| WHAT TO DO |
Could you copy out, word for word, the material below from the line with "For every instance of the green tape" up to and including the line with "pixel 384 49"?

· · · · · · ·

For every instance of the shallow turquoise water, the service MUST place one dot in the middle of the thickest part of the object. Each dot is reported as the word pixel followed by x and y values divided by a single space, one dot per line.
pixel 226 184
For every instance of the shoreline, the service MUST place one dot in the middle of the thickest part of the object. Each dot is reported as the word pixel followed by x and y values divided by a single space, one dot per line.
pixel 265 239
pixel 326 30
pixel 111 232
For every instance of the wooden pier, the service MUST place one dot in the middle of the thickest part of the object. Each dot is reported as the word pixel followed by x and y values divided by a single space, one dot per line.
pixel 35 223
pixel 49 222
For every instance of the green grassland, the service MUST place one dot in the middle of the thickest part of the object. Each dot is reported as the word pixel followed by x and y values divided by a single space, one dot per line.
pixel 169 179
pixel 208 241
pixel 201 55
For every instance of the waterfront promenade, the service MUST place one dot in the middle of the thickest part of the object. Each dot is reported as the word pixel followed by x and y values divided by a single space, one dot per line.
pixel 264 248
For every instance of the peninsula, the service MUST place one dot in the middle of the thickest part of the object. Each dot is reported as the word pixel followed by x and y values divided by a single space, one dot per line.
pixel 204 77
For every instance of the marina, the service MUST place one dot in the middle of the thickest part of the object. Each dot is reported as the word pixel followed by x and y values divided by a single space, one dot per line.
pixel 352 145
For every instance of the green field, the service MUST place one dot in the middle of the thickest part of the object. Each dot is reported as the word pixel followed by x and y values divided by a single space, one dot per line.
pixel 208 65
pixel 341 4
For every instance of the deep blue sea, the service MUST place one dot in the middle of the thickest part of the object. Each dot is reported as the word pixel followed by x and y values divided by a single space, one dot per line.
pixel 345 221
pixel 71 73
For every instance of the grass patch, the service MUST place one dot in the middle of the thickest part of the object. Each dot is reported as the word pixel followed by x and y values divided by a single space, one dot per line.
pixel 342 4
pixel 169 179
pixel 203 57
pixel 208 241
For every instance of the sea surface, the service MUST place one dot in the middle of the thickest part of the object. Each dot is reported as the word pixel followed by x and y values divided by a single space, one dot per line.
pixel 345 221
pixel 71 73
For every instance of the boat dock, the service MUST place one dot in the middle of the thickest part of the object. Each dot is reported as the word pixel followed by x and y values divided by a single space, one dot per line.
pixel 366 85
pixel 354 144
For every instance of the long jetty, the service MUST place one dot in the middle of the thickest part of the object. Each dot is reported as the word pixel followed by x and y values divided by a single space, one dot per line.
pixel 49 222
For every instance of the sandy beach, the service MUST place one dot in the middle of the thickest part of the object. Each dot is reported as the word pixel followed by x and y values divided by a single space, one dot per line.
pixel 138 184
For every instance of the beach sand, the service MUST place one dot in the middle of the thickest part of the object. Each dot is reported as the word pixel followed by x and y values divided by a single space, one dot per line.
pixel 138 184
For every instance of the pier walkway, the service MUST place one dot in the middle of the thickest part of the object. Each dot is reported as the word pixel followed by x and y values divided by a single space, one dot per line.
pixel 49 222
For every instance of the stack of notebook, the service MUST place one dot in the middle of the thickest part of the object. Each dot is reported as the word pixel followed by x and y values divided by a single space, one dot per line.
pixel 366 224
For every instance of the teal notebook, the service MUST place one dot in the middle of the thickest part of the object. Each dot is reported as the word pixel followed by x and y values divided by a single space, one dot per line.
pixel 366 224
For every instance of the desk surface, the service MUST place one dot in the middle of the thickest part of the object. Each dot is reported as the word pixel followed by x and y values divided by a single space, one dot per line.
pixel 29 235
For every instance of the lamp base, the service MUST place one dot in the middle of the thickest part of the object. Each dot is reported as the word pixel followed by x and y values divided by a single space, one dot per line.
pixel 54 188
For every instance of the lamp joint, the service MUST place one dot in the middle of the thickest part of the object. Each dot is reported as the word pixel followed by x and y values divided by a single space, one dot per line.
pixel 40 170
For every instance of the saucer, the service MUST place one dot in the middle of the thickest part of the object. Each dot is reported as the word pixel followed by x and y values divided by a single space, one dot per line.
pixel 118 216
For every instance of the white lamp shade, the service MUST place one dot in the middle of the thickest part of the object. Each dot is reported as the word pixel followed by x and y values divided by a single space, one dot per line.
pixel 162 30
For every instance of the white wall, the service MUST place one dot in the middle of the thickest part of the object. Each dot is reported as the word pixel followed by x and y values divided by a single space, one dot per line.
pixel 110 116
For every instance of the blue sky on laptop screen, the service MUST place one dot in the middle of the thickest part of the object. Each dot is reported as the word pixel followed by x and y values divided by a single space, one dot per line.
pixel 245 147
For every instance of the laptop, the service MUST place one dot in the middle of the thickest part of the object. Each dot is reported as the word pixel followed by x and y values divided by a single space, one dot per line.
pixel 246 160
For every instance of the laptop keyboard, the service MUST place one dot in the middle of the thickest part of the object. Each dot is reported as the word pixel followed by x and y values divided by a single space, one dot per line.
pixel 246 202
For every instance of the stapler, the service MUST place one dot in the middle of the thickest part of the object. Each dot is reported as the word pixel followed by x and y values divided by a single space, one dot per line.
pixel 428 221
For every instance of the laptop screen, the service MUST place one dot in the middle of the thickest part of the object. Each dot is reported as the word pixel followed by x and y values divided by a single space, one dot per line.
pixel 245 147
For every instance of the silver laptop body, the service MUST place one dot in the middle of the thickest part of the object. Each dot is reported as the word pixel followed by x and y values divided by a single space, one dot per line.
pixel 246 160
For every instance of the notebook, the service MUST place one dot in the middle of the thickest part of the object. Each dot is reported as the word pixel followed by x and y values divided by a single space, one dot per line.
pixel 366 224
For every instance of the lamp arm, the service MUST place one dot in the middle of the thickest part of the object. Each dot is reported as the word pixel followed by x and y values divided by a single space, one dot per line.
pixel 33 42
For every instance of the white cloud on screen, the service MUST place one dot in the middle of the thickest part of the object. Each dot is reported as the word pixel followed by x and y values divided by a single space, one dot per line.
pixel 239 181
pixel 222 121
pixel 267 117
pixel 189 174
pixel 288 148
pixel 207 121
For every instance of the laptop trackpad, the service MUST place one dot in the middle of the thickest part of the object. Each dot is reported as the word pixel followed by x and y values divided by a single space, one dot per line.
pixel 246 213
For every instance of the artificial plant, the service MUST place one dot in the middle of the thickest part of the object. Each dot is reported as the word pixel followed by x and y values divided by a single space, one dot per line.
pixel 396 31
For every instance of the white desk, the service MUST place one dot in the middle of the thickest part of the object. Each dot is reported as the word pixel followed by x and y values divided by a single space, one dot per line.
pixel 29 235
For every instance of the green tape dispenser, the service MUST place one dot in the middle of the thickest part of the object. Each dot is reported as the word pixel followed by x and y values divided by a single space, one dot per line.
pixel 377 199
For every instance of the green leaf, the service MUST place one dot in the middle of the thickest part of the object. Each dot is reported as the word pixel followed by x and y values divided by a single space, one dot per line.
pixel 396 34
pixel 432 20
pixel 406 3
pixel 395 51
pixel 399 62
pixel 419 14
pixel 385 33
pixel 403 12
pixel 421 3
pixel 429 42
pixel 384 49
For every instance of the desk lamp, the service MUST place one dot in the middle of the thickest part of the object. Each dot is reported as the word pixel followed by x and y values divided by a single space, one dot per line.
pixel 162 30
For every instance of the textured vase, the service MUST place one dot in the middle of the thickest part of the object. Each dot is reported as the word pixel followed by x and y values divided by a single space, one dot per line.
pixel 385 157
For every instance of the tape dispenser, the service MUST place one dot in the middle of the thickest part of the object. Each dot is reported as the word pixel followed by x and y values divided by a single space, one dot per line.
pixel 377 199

· · · · · · ·

| WORKED ANSWER |
For every instance of the green tape dispenser, the service MUST place one dot in the middle of the thickest part of the object. Each dot is reported as the word pixel followed by x and y values divided by a single space, one dot per line.
pixel 377 199
For every instance of the green leaf, the service MUST place one dot in the middle of the thickest part of the object. Each dot is reported as the word pixel followed by x and y values divided by a single space, one dot per line.
pixel 396 34
pixel 432 20
pixel 406 3
pixel 395 51
pixel 399 62
pixel 419 14
pixel 385 33
pixel 403 12
pixel 421 3
pixel 429 42
pixel 384 49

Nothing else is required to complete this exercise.